§ **Text under study**
--------------------

[Over 100,000 people are on the waitlist for organ replacements with 17 passing away each day](https://www.pennmedicine.org/updates/blogs/transplant-update/2023/april/6-quick-facts-about-organ-donation#:~:text=Did you know that there,an organ to become available.). More innovation is needed around this problem.
Xenotransplantation (animal-to-human transplantation) is slowly reaching more advanced technology readiness. The first successful pig-to-human heart transplantation in 2022 was conducted with therapeutics company, Revivicor. Animal organs for xenotransplantations are genetically modified in multiple places, with genes added from humans and intrinsic genes knocked down to control heart size and mitigate human immune rejection (a main cause of failure/safety issues). Said immune reaction could be circumvented if there was a higher fidelity way of reconstructing human organs.
A potential mode is through blastocyst complementation - which is where whole organs of an animal can be grown in an entirely different animal. For example, scientists have shown that one can grow an entirely mouse pancreas in a rat.
To give more context on this alchemy I want to break down the terminology of blastocyst complementation:
A blastocyst is a mass of cells in early development which would otherwise become a living animal. This blastocyst has stem cells that can grow into any type of cell in the body - heart cells, brain cells, skin cells, etc.
Scientists can take cells from a mouse and cells from a rat and put them together into one blastocyst. The cells from different organisms can work together to (sometimes) grow into a healthy mouse/rat chimera (or hybrid animal). This technique is called "complementation" because the two types of cells complement each other to form a full organism.
In order for the complementation to work, editing/modification of the host animals cells must be completed (e.g. editing out genes of the rat which allow for the development of the pancreas). This deficiency is important in that it allows the cells from the other organism (e.g. mouse) to fill in the embryo development gaps, ideally making a fully new organ. There’s varied success in being able to successfully complement the blastocyst but it has worked in enough cases to merit more investigation (and could change the dire dynamics of organ transplantation.)

--------------------

§ **Exercise data**
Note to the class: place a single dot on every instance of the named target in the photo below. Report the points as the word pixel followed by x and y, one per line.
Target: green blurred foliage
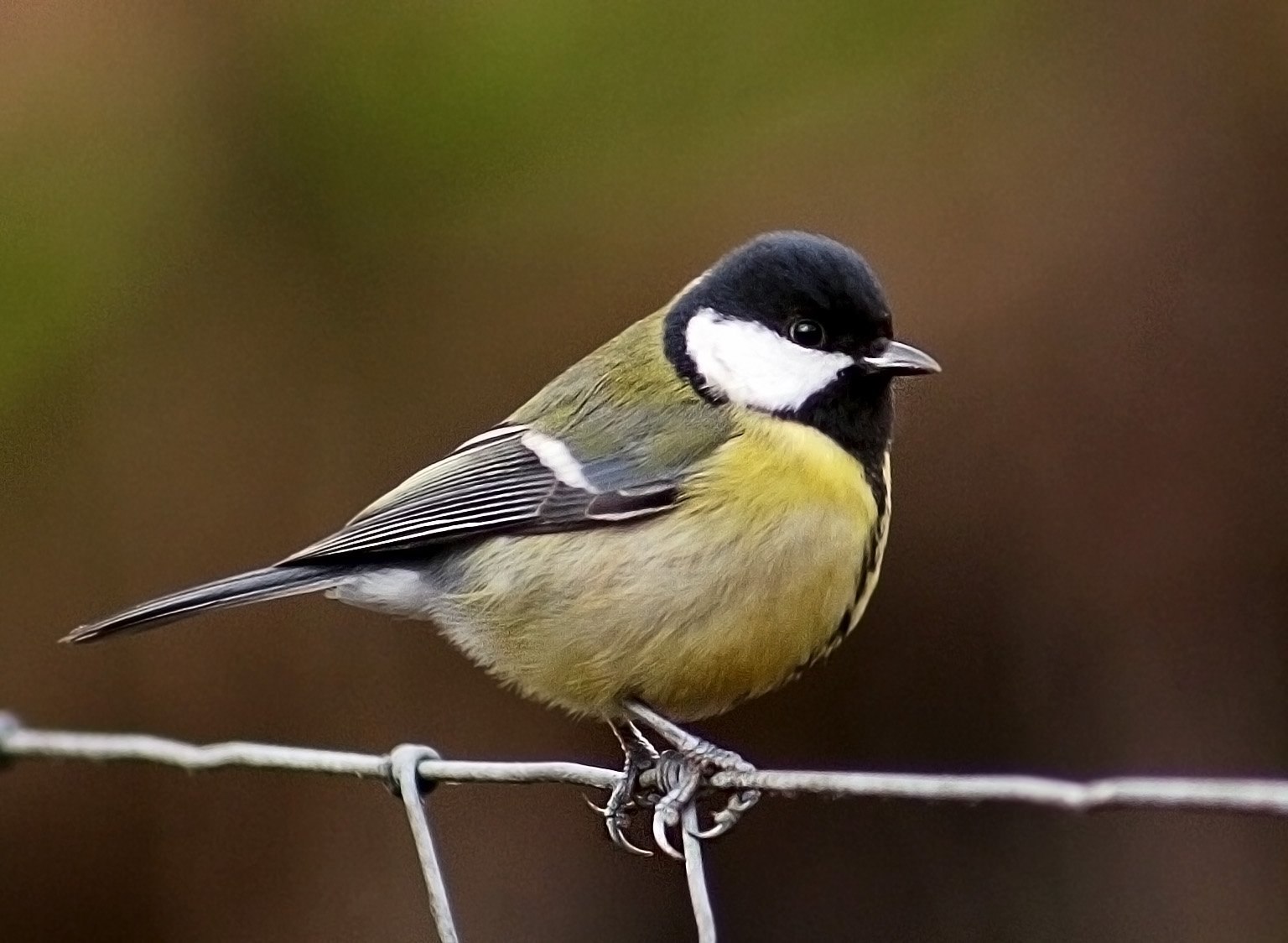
pixel 355 125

--------------------

In the text on blastocyst complementation, which company took part in the first successful pig-to-human heart transplantation in 2022?

§ **Solution for this task**
Revivicor